本文 -
# # # # #

その意味が当時はわからなかったのですが、最近うなづけます。
最近練習を録音するようにしていてわかったのですが、
たとえば、ソプラノが少し良くない時はソプラノだけを歌わせる。
かなり良くない時は、他のパートを練習し、ソプラノに自覚させる。
問題点を言うのではなく、直接関係なさそうな他の場所を注意することで、格段にうまく歌えるようになったりするのです。
しかし、哀しいかな一過性で、もう一度歌わせた時、または次の練習の時にもそれを覚えているかというと、
団体活動の合唱団、ほとんどが忘れてしまっているのです。
先生に必要なこと、忍耐も追加すべきかと思うのであります。
ともさん
良い先生ですね。
出来ない生徒に「なぜ、出来ないのだ」と当たり散らしても、生徒は狼狽するだけで、ちっともできるようになりません。欠点を指摘する先生は、一見、素晴らしい先生のように見えますが、同時にその解決策も提案できないのならば、いたずらに生徒を不安にするだけの二流の教師です。
世の中、そんな先生方ばかりです。

# # # # #

記録データ -

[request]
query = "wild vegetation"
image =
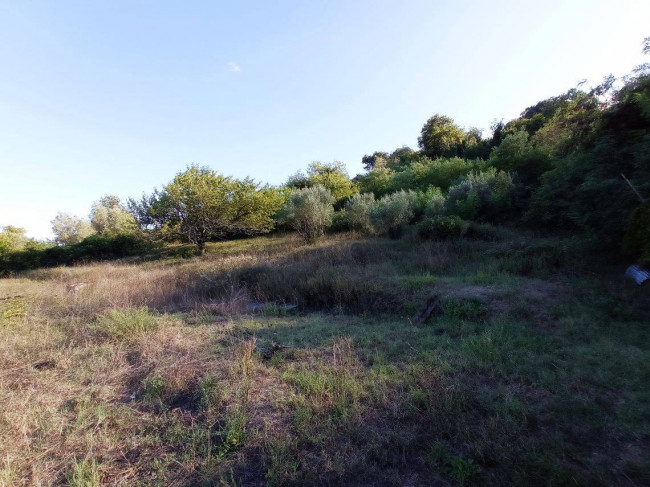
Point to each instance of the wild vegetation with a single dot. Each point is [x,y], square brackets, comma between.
[456,315]
[493,360]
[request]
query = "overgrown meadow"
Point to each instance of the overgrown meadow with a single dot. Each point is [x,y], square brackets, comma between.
[508,360]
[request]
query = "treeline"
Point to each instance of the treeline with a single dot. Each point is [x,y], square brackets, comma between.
[577,162]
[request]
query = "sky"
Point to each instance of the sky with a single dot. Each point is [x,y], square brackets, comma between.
[116,97]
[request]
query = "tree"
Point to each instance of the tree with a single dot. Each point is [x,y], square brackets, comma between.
[518,153]
[109,217]
[358,211]
[332,176]
[12,239]
[69,229]
[440,136]
[309,212]
[394,211]
[374,161]
[199,205]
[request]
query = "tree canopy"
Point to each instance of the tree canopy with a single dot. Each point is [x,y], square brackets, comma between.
[199,205]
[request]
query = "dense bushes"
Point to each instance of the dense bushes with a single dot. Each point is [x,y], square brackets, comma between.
[358,211]
[393,212]
[95,247]
[309,212]
[485,195]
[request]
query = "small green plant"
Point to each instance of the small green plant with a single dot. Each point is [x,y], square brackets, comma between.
[438,453]
[126,324]
[233,432]
[470,309]
[463,470]
[209,393]
[442,227]
[482,348]
[155,388]
[85,474]
[282,462]
[12,310]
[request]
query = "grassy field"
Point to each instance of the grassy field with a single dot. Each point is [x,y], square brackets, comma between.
[505,360]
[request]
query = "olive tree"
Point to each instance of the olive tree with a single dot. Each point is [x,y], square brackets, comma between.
[109,217]
[199,205]
[358,211]
[69,229]
[309,212]
[440,136]
[394,211]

# # # # #

作業内容 -
**a)** 合唱指導についての本文で、ソプラノがかなり良くない時にはどうすると書かれているか答えてください。
**b)** 合唱指導についての本文を、最後の文の後から書き進めてください。

解答 -
**a)** 他のパートを練習し、ソプラノに自覚させる。

**b)**
正しいのは、ともさんの合唱の先生のように、欠点を指摘するのはなく、当人たちに自覚させないように、その欠点を直してあげる事です。欠点を指摘してしまうと、本人たちがその欠点に縛られてしまいますからね。
>しかし、哀しいかな一過性で、もう一度歌わせた時、または次の練習の時にもそれを覚えているかというと、団体活動の合唱団、ほとんどが忘れてしまっているのです。
団体活動の合唱団だけじゃないです。私も同じです。レッスンのたびに、毎回毎回、同じことを先生方に注意されています。
声楽のY先生が言ってました。一度で教えてできる生徒には先生はいらない。何度教えても出来ないから、何度でも注意するために、先生が必要なんだよ。
教育とは、先生と生徒の根気比べなんだそうです。
私もY先生のご意見には同意しています。先生には根気が、生徒には努力が必要なんでしょうね。